(Natural-language object grounding data)
***

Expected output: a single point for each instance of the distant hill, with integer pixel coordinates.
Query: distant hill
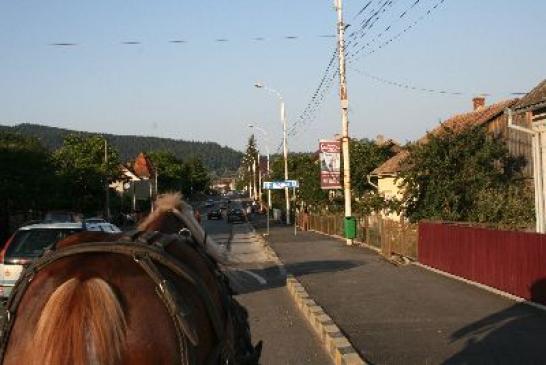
(217, 158)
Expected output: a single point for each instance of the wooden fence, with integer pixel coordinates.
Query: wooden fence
(388, 236)
(514, 262)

***

TRY IT:
Having found the line with "Expected output: a single point for each instance of the wooden", transcribe it and each line after it to the end of the entries, with no other lines.

RESPONSE TO THE EXERCISE:
Expected output: a single point for each instance of the wooden fence, with integer pixel coordinates.
Query: wooden fence
(388, 236)
(514, 262)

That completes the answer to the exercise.